Input material:
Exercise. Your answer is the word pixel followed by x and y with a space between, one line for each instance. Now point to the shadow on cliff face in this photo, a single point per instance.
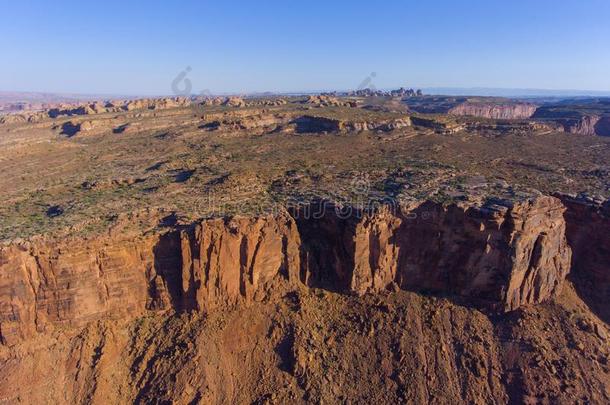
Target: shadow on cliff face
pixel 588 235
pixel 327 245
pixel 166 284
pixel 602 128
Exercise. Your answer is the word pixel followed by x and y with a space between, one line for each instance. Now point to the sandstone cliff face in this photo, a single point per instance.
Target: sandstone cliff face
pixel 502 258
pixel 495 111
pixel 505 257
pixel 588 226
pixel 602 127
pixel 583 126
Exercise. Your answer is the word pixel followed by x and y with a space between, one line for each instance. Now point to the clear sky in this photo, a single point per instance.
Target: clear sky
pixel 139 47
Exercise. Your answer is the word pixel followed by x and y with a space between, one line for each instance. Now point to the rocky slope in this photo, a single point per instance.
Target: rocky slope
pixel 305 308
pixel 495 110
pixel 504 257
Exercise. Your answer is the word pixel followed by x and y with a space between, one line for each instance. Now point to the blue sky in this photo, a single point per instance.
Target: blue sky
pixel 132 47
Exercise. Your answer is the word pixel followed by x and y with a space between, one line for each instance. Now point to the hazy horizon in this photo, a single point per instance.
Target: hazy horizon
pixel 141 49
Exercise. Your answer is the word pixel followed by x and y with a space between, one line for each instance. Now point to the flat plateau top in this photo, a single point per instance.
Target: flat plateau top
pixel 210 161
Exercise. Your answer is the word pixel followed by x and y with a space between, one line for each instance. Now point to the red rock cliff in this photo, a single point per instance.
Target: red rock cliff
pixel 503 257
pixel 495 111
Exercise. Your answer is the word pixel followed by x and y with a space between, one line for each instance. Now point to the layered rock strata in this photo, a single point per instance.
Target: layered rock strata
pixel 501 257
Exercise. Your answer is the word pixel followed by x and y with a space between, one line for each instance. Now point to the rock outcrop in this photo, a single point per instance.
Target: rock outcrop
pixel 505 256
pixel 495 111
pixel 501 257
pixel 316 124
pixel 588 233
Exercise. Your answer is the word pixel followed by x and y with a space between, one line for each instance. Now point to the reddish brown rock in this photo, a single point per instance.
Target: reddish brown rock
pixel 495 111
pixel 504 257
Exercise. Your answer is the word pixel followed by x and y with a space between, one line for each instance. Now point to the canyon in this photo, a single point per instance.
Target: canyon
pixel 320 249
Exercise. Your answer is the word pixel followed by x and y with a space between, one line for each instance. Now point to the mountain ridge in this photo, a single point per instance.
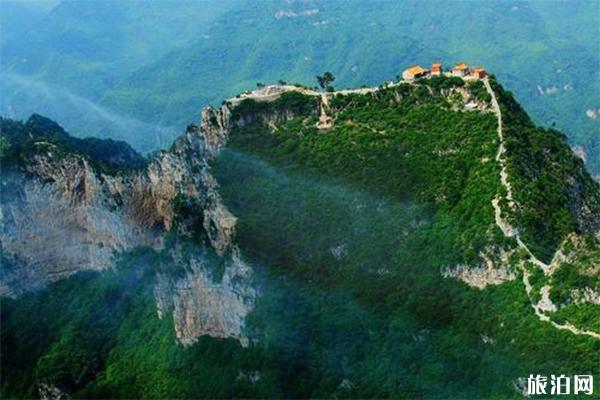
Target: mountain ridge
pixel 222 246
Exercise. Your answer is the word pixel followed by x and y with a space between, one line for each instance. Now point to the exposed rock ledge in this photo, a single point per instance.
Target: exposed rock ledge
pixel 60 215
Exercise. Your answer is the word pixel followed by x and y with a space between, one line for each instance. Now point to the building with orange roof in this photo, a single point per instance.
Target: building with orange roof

Problem requirements: Start at the top line above and repeat the records verbatim, leaving images out.

Your solution:
Exercise. Your answer is the word pixel followed by x and y with a space between, one line for each instance. Now point to the shadow on cliff face in this photo, a single point per instance.
Target: shadow on cliff face
pixel 588 235
pixel 327 245
pixel 166 284
pixel 602 128
Exercise. Your answer is the word pixel followed by x and y with a space between, one line for each instance. Now point to the sandstone cliff face in this photo, a single point per instance.
Target: sandstone cliff face
pixel 502 258
pixel 495 111
pixel 505 257
pixel 588 226
pixel 602 127
pixel 583 126
Exercise. Your answer is the word pixel followed by x and y with a space between, one line for each instance. Now point to the clear sky in this photo, a single point per instance.
Target: clear sky
pixel 139 47
Exercise. Your answer is the word pixel followed by x and y with a space between, one line for each instance. Now point to the rocky slope in this photo, a single point per instance.
Target: rocky slope
pixel 305 308
pixel 495 110
pixel 504 257
Exercise. Your answer is the word pixel followed by x and y with a space between, one line for each instance. Now point to the blue sky in this photo, a single point per instance.
Target: blue sky
pixel 132 47
Exercise. Your answer is the word pixel followed by x and y with a space between, one line for each instance. Now point to the hazy horizon in this photo, a single point per instance.
Target: hazy horizon
pixel 141 49
Exercise. Your answer is the word pixel followed by x and y with a space between, one line for each instance. Now point to the flat plateau top in this photo, a single point per instance.
Target: flat plateau top
pixel 210 161
Exercise. Your answer is the word pixel followed by x and y with a space between, one line for each instance. Now point to the red rock cliff in this photo, a single point per instance.
Target: red rock cliff
pixel 503 257
pixel 495 111
Exercise. Your answer is the word pixel followed by x and y with a space between, one line for each instance. Now point to the layered rock strata in this photo, a single point per instance.
Target: layered rock strata
pixel 501 257
Exercise. Your answer is the word pixel followed by x and y with a space between, one line for each instance. Now point to the rock outcrop in this photo, a single point per instance.
Target: rock outcrop
pixel 505 256
pixel 495 111
pixel 501 257
pixel 316 124
pixel 588 233
Exercise. Your answer is the word pixel followed by x and y with a space between, one line for each instance. Now point to the reddish brown rock in this photo, a single point per instance.
Target: reddish brown rock
pixel 495 111
pixel 504 257
Exercise. Your answer is the word pixel followed by x and y with a space between, one line for each instance. Now point to the canyon in this photo, a single point per instance.
Target: canyon
pixel 320 249
Exercise. Your answer is the word pixel followed by x and y with a space between, one line for each instance. Now point to the mountain ridge in this photo, a single point per instance.
Target: mountain ridge
pixel 222 246
Exercise. Your answer is the word pixel followed by x and y with a space between, one line for each instance. Now point to the exposed rock ledge in this photo, a single point per instance.
Target: exposed rock ledge
pixel 60 215
Exercise. Your answer is the word pixel followed by x and y with a space between, one line for each instance. Now point to the building with orange roof in this photo, a single point per instance.
Target: building with orange roof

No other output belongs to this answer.